Selected excerpt:
'''

Switching to GNUTAR - RE: Amanda - unable to create temporary directory

2005-02-24 Thread Gil Naveh
Thanks for the help,

At this point it seems that the best way for us is to switch from ufsdump to
gnutar.
But before doing so - what will happen with the backups that I did so far?
(I backed our data on a tape drive).
Does ufsdump and gnutar stores the data the same way? (Does ufsdump level
0,1... is identical to gnutar level 0,1...) Or does it store the data on a
different format?
Does Gnutar is going to store the data twice or is it going to overwrite the
data that was stored by ufsdump?

Any other concerns that I should keep in mind before switching from ufsdump
to gnutar?

Thanks,
gil

-Original Message-
From: [EMAIL PROTECTED]
[mailto:[EMAIL PROTECTED] Behalf Of Todd Kover
Sent: Thursday, February 24, 2005 12:37 PM
To: amanda-users@amanda.org
Subject: Re: Amanda - unable to create temporary directory



Jon LaBadie said:

  On my system /usr/sbin/ufsdump is a symbolic link to
/usr/lib/fs/ufs/ufsdump.
  The latter program is root-owned, set-uid.  Perhaps yours has been
altered.
 
  $ ls -l /usr/lib/fs/ufs/ufsdump
  -r-sr-xr-x  1 root  bin   83820 Apr 12  2004 /usr/lib/fs/ufs/ufsdump

We actually strip the setuid bit on ufsdump and this seems to work in
most circumstances.

We had this problem every night on one specific solaris 9 system, and
no other sol9 or sol8 systems (and our amanda client is installed via a
package, so it's the same across all machines).  The solaris boxes are
also installed from the same jumpstart images, so they should all behave
the same.

'''

Directives:
- A) Sum up the mailing-list thread in two sentences.
- B) Please print the portion of the mailing-list thread starting at "Switching to GNUTAR" and ending at "stored by ufsdump?".
Rely on the mailing-list thread alone.

Recorded data:

'''

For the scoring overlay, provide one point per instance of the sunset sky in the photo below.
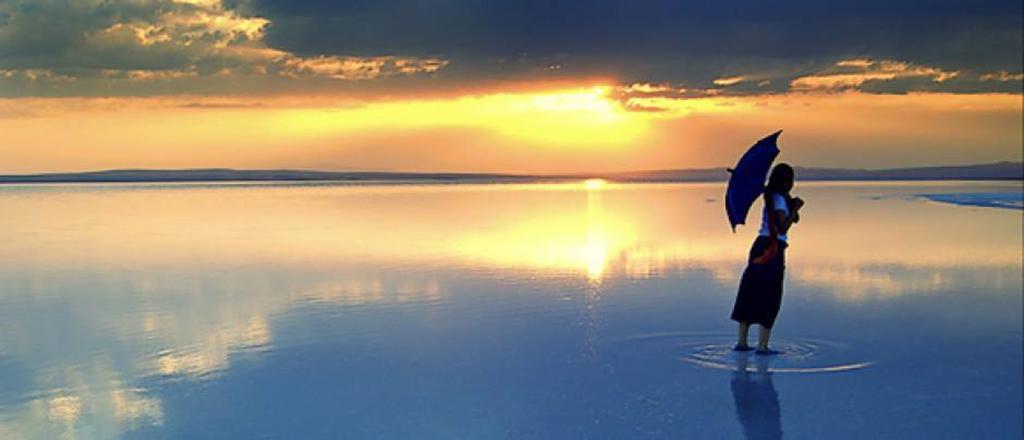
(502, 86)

'''
'''

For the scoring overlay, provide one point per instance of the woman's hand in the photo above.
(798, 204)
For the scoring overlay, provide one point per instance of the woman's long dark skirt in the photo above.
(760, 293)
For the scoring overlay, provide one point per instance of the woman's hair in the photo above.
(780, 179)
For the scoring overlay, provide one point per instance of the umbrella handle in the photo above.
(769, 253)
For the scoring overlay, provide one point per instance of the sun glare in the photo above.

'''
'''

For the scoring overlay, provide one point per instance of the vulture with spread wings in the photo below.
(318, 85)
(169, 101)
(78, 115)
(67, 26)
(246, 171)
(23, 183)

'''

Responses in order:
- A) Gil Naveh writes that switching from ufsdump to gnutar seems best and asks what will happen to the backups already made on a tape drive, whether the two tools store data the same way, and whether gnutar will overwrite the data stored by ufsdump. In the earlier reply included in the thread, Todd Kover says they strip the setuid bit on ufsdump, which seems to work in most circumstances, and that they had the problem every night on one specific Solaris 9 system but on no other sol9 or sol8 systems.

- B)
Switching to GNUTAR - RE: Amanda - unable to create temporary directory

2005-02-24 Thread Gil Naveh
Thanks for the help,

At this point it seems that the best way for us is to switch from ufsdump to
gnutar.
But before doing so - what will happen with the backups that I did so far?
(I backed our data on a tape drive).
Does ufsdump and gnutar stores the data the same way? (Does ufsdump level
0,1... is identical to gnutar level 0,1...) Or does it store the data on a
different format?
Does Gnutar is going to store the data twice or is it going to overwrite the
data that was stored by ufsdump?